- _What needs to be done_
Copy out every line below, starting with the first and stopping after the line that contains "x=215, y=280". Offset each x and y coordinate value by adding 98.

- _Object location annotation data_
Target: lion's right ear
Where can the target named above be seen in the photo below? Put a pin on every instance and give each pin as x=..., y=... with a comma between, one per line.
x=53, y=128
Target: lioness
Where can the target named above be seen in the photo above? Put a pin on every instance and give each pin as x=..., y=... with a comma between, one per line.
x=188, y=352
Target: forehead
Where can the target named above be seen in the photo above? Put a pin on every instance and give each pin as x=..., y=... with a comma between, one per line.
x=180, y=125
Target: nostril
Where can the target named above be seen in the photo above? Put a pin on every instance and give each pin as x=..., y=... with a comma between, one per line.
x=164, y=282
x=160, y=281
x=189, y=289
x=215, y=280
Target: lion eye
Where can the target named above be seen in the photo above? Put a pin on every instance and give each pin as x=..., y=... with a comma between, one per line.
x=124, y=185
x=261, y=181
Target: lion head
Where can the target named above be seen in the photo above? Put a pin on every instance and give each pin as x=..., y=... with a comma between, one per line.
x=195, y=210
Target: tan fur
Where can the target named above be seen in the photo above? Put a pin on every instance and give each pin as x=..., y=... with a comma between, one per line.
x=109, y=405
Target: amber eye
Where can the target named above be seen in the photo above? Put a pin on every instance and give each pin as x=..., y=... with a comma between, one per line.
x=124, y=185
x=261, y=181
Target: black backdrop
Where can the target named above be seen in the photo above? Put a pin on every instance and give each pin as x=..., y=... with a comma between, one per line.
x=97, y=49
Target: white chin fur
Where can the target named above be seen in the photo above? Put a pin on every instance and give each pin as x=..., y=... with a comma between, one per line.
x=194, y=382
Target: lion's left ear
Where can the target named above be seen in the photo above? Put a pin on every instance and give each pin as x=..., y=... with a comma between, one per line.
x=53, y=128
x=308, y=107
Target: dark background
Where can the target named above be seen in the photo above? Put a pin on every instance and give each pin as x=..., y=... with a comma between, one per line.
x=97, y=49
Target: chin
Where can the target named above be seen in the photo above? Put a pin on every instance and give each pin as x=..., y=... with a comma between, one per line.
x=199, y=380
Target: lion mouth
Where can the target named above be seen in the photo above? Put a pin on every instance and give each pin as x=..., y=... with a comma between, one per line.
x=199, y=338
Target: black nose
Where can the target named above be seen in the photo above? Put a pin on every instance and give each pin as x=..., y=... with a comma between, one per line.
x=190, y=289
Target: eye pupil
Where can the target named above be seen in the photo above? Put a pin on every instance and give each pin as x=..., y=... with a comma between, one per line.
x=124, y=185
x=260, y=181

- _Full solution_
Target: lion's right ear
Where can the target named above be seen in the photo below? Put a pin on every instance and give each pin as x=..., y=... with a comma between, one per line.
x=151, y=226
Target: lioness
Where can the target named above be seen in the photo above? Put a pin on every instance and give each pin as x=..., y=... with a comma between, one per line.
x=286, y=450
Target: forehead
Where can the target named above be seen in the photo above? Put a pin on every instance and give each pin as x=..., y=... with a comma between, one per line.
x=278, y=223
Target: nostril
Where can the target named above be seen in the photo above? Put a pin on every instance and give each pin as x=..., y=... with a comma between, one per line.
x=262, y=380
x=258, y=379
x=287, y=387
x=313, y=378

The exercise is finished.